• Work instructions:
- 1) In the Kokoda Track passage, which three beach head battlegrounds are named as rarely included in Australians' visits?
- 2) Carry on the Kokoda Track passage, picking up right after its final sentence.

• Document passage:

When Australians plan their journey over the Kokoda Track, it is a pity that consideration is rarely given – to extending their visit to take in the beach head battlegrounds of Buna, Gona and Sanananda. It could be argued that a trekker merely receives ‘half’ of the story; should their trip only encompass that part of the track between Owers Corner and Kokoda Station. Many acknowledge that the Kokoda Track actually starts and finishes at the beach heads – a point pressed by the Papuans who live in this area. I myself have been fortunate enough to have guided here a number of times – at the invitation of the trekking company Kokoda Historical. The hospitality of the people of Sanananda, will ensure my return at every opportunity. And I am glad to say that each time I visit – the locals have discovered something new for me to examine.

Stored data
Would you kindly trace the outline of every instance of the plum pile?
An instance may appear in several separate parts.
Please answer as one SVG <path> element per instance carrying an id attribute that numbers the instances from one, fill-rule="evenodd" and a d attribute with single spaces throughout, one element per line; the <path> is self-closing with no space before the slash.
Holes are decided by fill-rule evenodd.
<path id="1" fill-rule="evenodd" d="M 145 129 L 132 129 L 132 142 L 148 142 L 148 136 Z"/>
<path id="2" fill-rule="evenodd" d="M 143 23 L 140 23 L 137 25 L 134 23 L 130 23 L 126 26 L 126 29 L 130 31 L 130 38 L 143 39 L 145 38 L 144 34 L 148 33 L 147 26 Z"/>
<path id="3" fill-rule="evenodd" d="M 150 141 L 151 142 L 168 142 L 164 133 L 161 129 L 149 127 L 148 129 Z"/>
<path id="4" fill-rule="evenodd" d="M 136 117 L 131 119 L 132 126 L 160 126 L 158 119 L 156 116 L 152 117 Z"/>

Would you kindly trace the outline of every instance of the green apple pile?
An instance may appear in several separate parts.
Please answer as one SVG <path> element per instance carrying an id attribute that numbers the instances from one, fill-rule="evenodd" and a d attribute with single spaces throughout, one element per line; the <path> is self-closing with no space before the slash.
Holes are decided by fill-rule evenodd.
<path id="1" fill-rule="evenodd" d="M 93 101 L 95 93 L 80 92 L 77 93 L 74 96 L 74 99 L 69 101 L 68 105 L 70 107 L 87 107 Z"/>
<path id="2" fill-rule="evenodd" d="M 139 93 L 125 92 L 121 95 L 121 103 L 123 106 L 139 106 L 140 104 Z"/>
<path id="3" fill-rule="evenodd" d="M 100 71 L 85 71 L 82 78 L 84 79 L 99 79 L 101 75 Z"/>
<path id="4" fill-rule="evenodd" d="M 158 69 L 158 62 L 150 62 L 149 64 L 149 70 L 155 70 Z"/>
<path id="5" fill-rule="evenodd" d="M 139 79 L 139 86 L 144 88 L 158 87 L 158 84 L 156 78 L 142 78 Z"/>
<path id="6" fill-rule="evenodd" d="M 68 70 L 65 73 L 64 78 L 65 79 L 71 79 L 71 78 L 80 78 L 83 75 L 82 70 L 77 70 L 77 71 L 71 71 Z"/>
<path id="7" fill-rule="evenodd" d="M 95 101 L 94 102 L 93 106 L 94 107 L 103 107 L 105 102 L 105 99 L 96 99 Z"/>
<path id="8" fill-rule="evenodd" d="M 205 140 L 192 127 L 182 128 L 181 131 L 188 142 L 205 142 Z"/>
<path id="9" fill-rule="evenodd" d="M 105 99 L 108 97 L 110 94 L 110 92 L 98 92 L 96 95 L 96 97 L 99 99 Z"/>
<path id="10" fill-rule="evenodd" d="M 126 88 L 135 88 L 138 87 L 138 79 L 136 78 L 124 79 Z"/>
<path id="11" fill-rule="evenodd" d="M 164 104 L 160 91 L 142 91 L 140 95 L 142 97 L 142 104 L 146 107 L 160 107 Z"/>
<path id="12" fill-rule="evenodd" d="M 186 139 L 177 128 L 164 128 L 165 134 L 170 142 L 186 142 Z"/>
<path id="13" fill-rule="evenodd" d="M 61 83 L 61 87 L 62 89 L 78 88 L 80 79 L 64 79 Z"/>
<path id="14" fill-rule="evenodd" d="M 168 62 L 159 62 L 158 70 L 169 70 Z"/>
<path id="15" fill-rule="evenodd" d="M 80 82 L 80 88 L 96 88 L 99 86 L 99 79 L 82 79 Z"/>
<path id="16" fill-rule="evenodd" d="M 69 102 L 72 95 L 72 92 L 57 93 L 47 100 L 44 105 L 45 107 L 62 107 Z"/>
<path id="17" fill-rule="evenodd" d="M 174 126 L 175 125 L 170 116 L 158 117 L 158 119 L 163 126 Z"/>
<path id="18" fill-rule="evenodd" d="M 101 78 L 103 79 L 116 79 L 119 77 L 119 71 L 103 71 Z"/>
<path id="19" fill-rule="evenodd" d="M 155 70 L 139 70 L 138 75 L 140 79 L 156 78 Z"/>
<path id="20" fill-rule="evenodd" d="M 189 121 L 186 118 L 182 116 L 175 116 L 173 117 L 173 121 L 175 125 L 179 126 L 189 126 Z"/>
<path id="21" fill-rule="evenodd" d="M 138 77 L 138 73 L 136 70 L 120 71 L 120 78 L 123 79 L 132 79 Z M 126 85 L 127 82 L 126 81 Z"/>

• Exercise results:
- 1) Buna, Gona and Sanananda.

- 2)
PHOTO RIGHT: Gibson’s mother standing out the front of the museum in Buna. Note the Marsden Matting being used as part of the wall. MARSDEN MATTING was the steel sheeting with multiple perforations which interlocked together, to form a hard surface – suitable for driving vehicles over soft sand or mud. A primary use for this concept was to create a solid surface for airstrips and aircraft dispersal areas within the South West Pacific Area. It is also known as P.S.P or Perforated Steel Planking (also pierced steel planking). The ever ingenius Papuans have adapted it for numerous uses….it is even bent to form a ‘tube’ and used for vertical fence posts.
But this small memento of the Papuan Constabulary, will always continue to be a favourite of mine; which I will ensure is viewed by every trekker that I escort to Buna. I just find it ironic that an item of leather equipment…..conceived by the Australian Government during the First World War …..deemed “unsuitable” for front-line military service (especially when the leather gets wet) should find itself issued, during World War Two…..in the high rainfall area of New Guinea – one of the wettest climates in the world !!!
IMAGE LEFT: The B.E.M. (British Empire Medal) as awarded to Sergeant MERIRE in the photograph (centre of story). This award was known in full as:- the medal of the Most Excellant Order of the British Empire for Meritorious Service. Instituted in 1922, the B.E.M continued to be awarded for meritorious service after 1940, but also for gallantry.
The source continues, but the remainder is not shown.